**What is asked:** Copy every one of the following records word for word, keeping each line and number unchanged.

**Raw records:**
□ □ □

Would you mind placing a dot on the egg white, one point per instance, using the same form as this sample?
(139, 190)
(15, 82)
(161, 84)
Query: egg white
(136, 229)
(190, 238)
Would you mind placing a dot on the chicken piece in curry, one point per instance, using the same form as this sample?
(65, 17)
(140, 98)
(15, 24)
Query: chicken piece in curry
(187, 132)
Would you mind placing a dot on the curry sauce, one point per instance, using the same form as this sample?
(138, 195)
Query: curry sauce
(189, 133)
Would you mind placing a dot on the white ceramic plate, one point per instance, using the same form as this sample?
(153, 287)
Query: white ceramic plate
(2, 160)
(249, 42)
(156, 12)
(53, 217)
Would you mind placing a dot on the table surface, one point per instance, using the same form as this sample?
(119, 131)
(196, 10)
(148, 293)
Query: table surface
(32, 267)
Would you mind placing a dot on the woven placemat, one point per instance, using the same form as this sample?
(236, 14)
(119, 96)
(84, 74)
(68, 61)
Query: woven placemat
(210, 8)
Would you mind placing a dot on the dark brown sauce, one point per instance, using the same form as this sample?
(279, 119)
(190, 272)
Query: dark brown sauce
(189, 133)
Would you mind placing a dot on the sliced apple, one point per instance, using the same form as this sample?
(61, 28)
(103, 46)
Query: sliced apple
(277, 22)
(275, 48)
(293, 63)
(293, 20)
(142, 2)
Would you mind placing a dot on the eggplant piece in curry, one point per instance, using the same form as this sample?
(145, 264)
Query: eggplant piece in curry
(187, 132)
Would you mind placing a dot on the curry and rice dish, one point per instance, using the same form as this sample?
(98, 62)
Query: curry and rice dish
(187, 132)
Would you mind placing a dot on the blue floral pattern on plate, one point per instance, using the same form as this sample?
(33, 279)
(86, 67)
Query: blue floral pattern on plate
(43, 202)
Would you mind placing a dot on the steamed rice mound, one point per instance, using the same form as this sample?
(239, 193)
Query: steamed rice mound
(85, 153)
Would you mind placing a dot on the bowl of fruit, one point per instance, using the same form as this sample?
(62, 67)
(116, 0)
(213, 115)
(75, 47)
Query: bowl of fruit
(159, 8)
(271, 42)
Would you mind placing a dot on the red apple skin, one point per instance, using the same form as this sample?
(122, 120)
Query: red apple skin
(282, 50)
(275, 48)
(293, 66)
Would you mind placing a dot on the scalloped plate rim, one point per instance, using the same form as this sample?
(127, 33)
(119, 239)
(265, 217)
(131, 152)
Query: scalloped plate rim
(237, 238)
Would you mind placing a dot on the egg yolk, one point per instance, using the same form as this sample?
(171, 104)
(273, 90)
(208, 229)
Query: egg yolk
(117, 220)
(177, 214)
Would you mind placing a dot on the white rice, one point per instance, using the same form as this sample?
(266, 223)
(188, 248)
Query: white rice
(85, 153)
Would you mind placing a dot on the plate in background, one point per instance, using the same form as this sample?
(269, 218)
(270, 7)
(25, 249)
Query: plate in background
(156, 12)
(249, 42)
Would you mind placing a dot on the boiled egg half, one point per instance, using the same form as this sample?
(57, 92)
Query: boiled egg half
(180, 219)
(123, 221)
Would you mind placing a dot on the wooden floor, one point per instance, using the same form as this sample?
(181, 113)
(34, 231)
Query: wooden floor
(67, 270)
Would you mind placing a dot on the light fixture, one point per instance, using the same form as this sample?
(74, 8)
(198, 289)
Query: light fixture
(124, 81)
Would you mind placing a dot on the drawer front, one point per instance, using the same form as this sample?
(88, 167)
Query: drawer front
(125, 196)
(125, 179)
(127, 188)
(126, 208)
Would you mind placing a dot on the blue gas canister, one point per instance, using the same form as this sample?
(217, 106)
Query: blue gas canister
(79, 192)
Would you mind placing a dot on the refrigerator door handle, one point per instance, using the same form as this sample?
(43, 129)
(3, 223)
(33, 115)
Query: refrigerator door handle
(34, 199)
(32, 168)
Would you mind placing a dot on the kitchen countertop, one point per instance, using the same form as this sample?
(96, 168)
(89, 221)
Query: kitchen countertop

□ □ □

**Full response:**
Would you mind placing a dot on the egg white, one point per instance, using the same form as this sample?
(139, 190)
(15, 82)
(161, 84)
Query: egg white
(136, 229)
(190, 238)
Would you mind placing a dot on the chicken piece in curry, one point per instance, using the same form as this sample?
(65, 17)
(140, 98)
(15, 24)
Query: chicken piece in curry
(187, 132)
Would you mind placing a dot on the curry sauce, one point per instance, using the same form as this sample?
(138, 195)
Query: curry sauce
(189, 133)
Would you mind placing a dot on the white ceramic plate, one point per instance, using the same form as this sample?
(153, 287)
Query: white ceramic plate
(2, 160)
(249, 42)
(156, 12)
(53, 217)
Would you mind placing a dot on the table surface, one point per instance, using the same form as this sample?
(119, 131)
(196, 10)
(148, 293)
Query: table surface
(32, 267)
Would you mind placing a dot on the woven placemat, one point per instance, using the same form as this sample?
(236, 14)
(119, 96)
(84, 74)
(68, 61)
Query: woven placemat
(210, 8)
Would you mind placing a dot on the dark brown sauce, one point per instance, using the same form as this sample?
(279, 119)
(190, 272)
Query: dark brown sauce
(189, 133)
Would you mind placing a dot on the sliced apple, one point per instance, using the same form as this sample?
(61, 28)
(103, 46)
Query: sliced apple
(277, 22)
(275, 48)
(293, 63)
(293, 20)
(142, 2)
Would you mind placing a dot on the eggplant piece in curry, one point per instance, using the same form as this sample?
(145, 264)
Query: eggplant piece in curry
(187, 132)
Would you mind placing a dot on the curry and rice dish, one point per instance, using the same form as this sample?
(98, 62)
Query: curry and rice dish
(187, 132)
Would you mind placing a dot on the blue floral pattern on plate, one point per instance, using the same form as this sample?
(33, 279)
(86, 67)
Query: blue floral pattern on plate
(43, 202)
Would you mind placing a dot on the steamed rice mound, one point per instance, using the same form as this sample?
(239, 193)
Query: steamed rice mound
(85, 153)
Would you mind placing a dot on the bowl of fruit, one point per instance, using the same form as this sample?
(62, 67)
(116, 0)
(213, 115)
(75, 47)
Query: bowl of fruit
(159, 8)
(271, 42)
Would you mind placing a dot on the red apple skin, one point per instance, using the same form as this sample?
(122, 120)
Query: red apple skin
(282, 50)
(275, 48)
(293, 66)
Would you mind placing a dot on the scalloped plate rim, one point per instance, using the same form as this sample?
(127, 33)
(119, 239)
(265, 217)
(131, 152)
Query: scalloped plate rim
(237, 238)
Would you mind placing a dot on the egg yolk, one point per instance, using the same form as this sample?
(171, 104)
(273, 90)
(208, 229)
Query: egg yolk
(117, 220)
(177, 214)
Would you mind placing a dot on the white rice, one point per instance, using the same form as this sample?
(266, 223)
(188, 248)
Query: white rice
(85, 153)
Would you mind placing a dot on the plate in background, one point per instance, using the same form as this sample?
(269, 218)
(270, 7)
(25, 249)
Query: plate in background
(156, 12)
(249, 42)
Would you mind placing a dot on the boiled egg half, one point per instance, using the same form as this sample?
(57, 92)
Query: boiled egg half
(180, 219)
(123, 221)
Would you mind placing a dot on the wooden floor, one point per instance, using the same form as this sample?
(181, 113)
(34, 231)
Query: wooden floor
(67, 270)
Would you mind placing a dot on the light fixture, one point per instance, using the same form as this sample?
(74, 8)
(198, 289)
Query: light fixture
(124, 81)
Would you mind placing a dot on the drawer front, one point per instance, using the same form as this sample?
(88, 167)
Query: drawer front
(125, 196)
(125, 179)
(127, 188)
(126, 208)
Would you mind placing a dot on the blue gas canister, one point per instance, using the same form as this sample?
(217, 106)
Query: blue gas canister
(79, 192)
Would you mind placing a dot on the refrigerator door handle, one point per instance, using the same form as this sample?
(43, 129)
(3, 223)
(33, 115)
Query: refrigerator door handle
(34, 199)
(32, 168)
Would you mind placing a dot on the kitchen countertop, one point per instance, using the same form as this sample?
(96, 168)
(89, 221)
Query: kitchen countertop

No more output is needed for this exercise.